## WORK TO COMPLETE
Please reproduce everything in the smallpox article from "Former U.S. Assistant" down to "to deliver it.", word for word.

## EXTRACT
---

Former Pitt professor reflects on eradicating smallpox
June 8, 2009
In October 1966, Pitt professor of medicine and public health D.A. Henderson arrived in Geneva as a general ready for battle against one of the deadliest foes of the 20th century.
Smallpox had killed an estimated 300 million people worldwide since 1900, compared to the 120 million people who died because of armed conflict. The World Health Organization had picked Henderson to achieve “target zero” — the complete eradication of smallpox from the human population — in 10 years.
At the time, WHO officials were trying, and failing, to eliminate malaria. So few people, including many WHO officials, thought the smallpox eradication program would work.
But Henderson, with a budget of $2.4 million per year from the WHO, proved his superiors wrong. On Oct. 26, 1977, the last case of smallpox occurred in Somalia, nine months after Henderson’s target goal.
Henderson spoke last Thursday in Alumni Hall to launch the release of his new book, “Smallpox: The Death of a Disease.” The date also marked the 30th anniversary of the declaration that smallpox had been eradicated.
Former U.S. Secretary of Health and Human Services Tommy Thompson, who has worked closely in Washington with Henderson since Sept. 11 to buffet the nation’s biosecurity, introduced Henderson as a friend and dedicated servant of public health.
Richard Preston, the author of a nonfiction book about smallpox and bioterrorism, wrote on the jacket for Henderson’s book that his discovery was “one of the noblest and best things that we have ever done as a species.”
Henderson worked for the Centers for Disease Control before he was chosen to lead the WHO program, helping to compile statistics about the feasibility of a global effort to eliminate smallpox, which killed Egyptian pharaohs 3,000 years ago.
Former U.S. Assistant Surgeon General James Watt called Henderson to Washington and ordered him to assume the directorship of the program.
On a budget that allotted less than $50,000 per year for each endemic country, Henderson had to cut a lot of costs. The international staff working out of Geneva never amounted to more than 150 people.
Most of the vaccinations were injected by health officials working in their own countries. Henderson and his team coordinated the effort to send them the vaccine and supplies needed to deliver it.
In the first chapter of his book, Henderson describes his most lasting memory of the horror of smallpox. He remembered Dhaka, Bangladesh, in particular.
“Neither water nor food offered comfort. Pus-filled lesions covered the insides of their mouths, making it painful for them to even swallow or chew,” he writes. “Flies were everywhere, thickly clustered over eyes half- closed by pastules.”

---

## MATERIAL PROVIDED
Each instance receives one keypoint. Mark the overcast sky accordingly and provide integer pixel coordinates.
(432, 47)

---

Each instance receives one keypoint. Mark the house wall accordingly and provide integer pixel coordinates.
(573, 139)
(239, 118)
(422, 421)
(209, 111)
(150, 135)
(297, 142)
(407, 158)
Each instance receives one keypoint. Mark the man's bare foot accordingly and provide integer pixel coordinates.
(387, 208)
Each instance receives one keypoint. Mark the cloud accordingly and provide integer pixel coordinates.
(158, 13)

---

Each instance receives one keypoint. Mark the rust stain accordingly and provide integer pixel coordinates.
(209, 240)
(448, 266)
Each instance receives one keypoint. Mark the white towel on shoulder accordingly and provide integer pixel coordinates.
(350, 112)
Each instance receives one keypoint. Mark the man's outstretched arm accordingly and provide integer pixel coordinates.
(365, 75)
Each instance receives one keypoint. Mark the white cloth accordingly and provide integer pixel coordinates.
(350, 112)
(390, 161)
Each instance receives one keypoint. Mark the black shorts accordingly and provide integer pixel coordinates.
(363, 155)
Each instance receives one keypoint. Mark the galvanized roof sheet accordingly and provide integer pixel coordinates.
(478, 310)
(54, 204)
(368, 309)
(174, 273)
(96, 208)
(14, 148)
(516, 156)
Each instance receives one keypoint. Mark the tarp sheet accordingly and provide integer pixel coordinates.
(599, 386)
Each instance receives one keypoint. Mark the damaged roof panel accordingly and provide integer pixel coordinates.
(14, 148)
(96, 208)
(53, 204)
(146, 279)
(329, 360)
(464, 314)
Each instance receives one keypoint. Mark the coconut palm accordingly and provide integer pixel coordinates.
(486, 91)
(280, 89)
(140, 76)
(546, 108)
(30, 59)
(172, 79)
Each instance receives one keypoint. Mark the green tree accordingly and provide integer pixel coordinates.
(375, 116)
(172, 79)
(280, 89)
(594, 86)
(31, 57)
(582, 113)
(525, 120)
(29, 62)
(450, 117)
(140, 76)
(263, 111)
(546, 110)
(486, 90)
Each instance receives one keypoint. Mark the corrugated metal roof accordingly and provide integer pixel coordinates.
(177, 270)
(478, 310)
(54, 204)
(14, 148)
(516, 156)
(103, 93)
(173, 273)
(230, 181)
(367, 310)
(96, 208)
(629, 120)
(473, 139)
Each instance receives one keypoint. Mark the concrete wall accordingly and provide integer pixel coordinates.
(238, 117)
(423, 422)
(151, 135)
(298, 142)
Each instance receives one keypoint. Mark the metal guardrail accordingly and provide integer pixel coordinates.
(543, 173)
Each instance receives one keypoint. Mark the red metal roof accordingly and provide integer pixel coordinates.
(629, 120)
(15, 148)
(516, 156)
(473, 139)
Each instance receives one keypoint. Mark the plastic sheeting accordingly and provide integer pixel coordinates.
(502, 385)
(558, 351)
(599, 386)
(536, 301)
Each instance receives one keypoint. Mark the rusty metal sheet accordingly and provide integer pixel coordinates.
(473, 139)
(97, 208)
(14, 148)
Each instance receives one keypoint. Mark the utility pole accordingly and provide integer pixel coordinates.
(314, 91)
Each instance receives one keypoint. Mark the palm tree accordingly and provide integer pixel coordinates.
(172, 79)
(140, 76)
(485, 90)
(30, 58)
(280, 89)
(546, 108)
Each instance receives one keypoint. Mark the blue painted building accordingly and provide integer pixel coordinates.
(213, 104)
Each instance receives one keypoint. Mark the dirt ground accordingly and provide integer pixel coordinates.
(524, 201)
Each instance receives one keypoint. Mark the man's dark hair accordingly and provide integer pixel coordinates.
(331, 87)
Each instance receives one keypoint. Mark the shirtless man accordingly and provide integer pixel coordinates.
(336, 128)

---

## ANSWER TO THIS EXERCISE
Former U.S. Assistant Surgeon General James Watt called Henderson to Washington and ordered him to assume the directorship of the program.
On a budget that allotted less than $50,000 per year for each endemic country, Henderson had to cut a lot of costs. The international staff working out of Geneva never amounted to more than 150 people.
Most of the vaccinations were injected by health officials working in their own countries. Henderson and his team coordinated the effort to send them the vaccine and supplies needed to deliver it.